=== Begin Enclosure ===

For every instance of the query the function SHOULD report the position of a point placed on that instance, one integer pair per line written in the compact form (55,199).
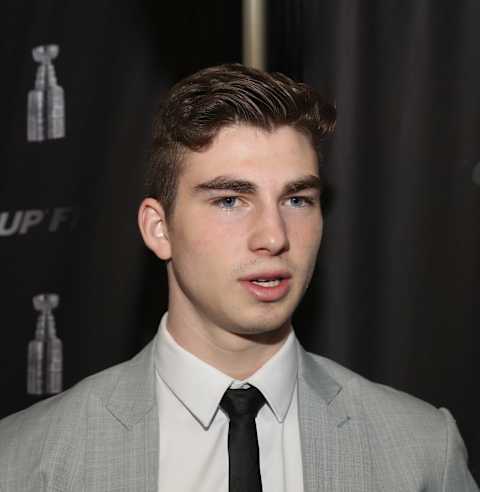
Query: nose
(269,233)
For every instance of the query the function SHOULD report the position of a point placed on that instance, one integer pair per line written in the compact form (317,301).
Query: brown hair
(199,106)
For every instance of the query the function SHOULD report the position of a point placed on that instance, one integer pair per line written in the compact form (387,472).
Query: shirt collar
(200,386)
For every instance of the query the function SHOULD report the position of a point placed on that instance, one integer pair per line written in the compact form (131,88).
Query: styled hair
(199,106)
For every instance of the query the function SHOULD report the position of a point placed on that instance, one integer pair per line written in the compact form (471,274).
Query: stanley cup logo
(45,358)
(46,104)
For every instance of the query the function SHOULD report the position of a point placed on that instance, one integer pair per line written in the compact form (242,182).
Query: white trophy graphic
(46,102)
(45,358)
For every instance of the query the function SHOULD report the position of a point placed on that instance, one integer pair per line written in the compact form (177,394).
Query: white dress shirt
(194,430)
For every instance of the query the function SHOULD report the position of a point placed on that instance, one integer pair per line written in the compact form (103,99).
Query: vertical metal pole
(254,33)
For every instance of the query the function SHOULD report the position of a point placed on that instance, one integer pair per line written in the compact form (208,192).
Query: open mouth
(267,283)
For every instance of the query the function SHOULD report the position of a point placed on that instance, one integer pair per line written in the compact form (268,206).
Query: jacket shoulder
(26,435)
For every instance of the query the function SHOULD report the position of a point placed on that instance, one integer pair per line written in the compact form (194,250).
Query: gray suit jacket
(102,435)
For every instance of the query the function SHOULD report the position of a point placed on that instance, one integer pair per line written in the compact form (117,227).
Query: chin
(262,324)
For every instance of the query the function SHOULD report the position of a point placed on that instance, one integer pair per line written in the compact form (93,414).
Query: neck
(237,355)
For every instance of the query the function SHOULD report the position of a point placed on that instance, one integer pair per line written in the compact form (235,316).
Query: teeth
(266,283)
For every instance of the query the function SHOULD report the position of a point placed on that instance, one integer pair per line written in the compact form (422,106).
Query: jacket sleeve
(456,476)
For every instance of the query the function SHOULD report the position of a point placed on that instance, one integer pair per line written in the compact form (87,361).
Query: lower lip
(268,294)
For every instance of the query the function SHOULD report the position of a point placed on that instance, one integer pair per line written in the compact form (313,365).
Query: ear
(153,227)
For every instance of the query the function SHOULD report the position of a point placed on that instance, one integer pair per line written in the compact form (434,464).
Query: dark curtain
(396,292)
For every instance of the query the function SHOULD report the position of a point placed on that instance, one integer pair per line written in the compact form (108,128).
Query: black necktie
(242,406)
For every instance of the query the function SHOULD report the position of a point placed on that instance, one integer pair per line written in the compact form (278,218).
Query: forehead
(253,153)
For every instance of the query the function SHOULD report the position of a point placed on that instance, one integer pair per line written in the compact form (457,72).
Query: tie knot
(241,402)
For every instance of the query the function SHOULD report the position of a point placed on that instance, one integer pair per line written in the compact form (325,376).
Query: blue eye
(227,202)
(301,201)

=== End Enclosure ===

Every word of the data should be reproduced exactly; please omit any pictures.

For every instance of the query the function SHOULD report the position of a point placed on that instance, one integer pair per line written in the compact form (55,199).
Query: nose
(269,233)
For every instance of the query the function SHOULD report the position of a point placed on that instance, one integer pair per line written in the compact form (317,301).
Query: brown hair
(199,106)
For every instance of the query the function SHOULD report the position of a point placed on that instance, one integer pair per line written in the compact form (387,472).
Query: shirt collar
(200,386)
For every instance of the query the function SHOULD report the position of a point placed on that instance, one integer pair per line written in the compact form (131,88).
Query: styled hair
(199,106)
For every instance of the query the function SHOULD report the position of a point placed on that instance, one integer pair per line written in the compact form (471,274).
Query: stanley cup logo
(45,358)
(46,104)
For every instance of the query the function SHOULD report the position of a point placed on that instance, one integer pair per line written in the compact form (242,182).
Query: white trophy graphic
(46,102)
(45,358)
For every instance of the query the function SHOULD report the position of a point placed on that instance, one integer pair per line written in the compact form (177,394).
Query: white dress shirt
(194,430)
For every instance of the query the function SHOULD report the position of a point placed on that instance, one integer pair per line written in the compact form (103,99).
Query: vertical metal pole
(254,33)
For every instance of the query the function SHOULD report the position of a point placed on that instance, one integer pair per line written in the compact form (208,192).
Query: open mouth
(267,283)
For every instance of the query the function SHOULD report the position of a point placed on that instance, one integer pair per line written in the compact form (268,206).
Query: jacket shoulder
(26,435)
For every instance of the query the function SHOULD report the position of a point placed on that instance, one integer pair per line written in the compact form (194,250).
Query: gray suit jacket
(102,435)
For every instance of the query the function SHOULD report the position of a point placed on that instance, one integer pair per line written in the compact form (117,227).
Query: chin
(262,324)
For every instance of the query the function SHOULD report the position of a point placed on that instance, one integer pair per line written in the compact form (93,414).
Query: neck
(237,355)
For every instance of the query the function SHOULD report the position of a point placed on that instance, one integer pair per line written in the compact form (235,316).
Query: teeth
(266,283)
For every instance of the query the function SHOULD report the position of a point placed on that instance, one integer pair per line written in the compact form (422,106).
Query: jacket sleeve
(456,476)
For every instance of the query the function SHOULD report the position of a point placed on that instance, one integer pair per line written in the compact form (87,361).
Query: lower lip
(268,294)
For every instance of the query the function SHOULD report the position of a point placed on that instance, one integer pair per line written in the compact form (313,365).
Query: ear
(153,227)
For every instance of the query the function SHOULD report the position of a point placed on that instance, one integer pair per line written in the compact form (434,464).
Query: dark curtain
(396,292)
For every instance of the query the function SHOULD report the position of a point placed on that instance, one integer pair per line written in the compact form (108,128).
Query: black necktie
(242,406)
For every instance of the query the function SHOULD report the position of a point placed on that instance, one integer pair per line written in the compact form (278,218).
Query: forehead
(253,153)
For every instance of the query the function SHOULD report the position of a point placed on that instance, one integer pair per line written in the compact form (457,72).
Query: tie knot
(241,402)
For every instance of the query the function SHOULD report the position of a point placed on that instance, one integer pair per line written in the compact form (325,376).
Query: blue eye
(227,202)
(301,201)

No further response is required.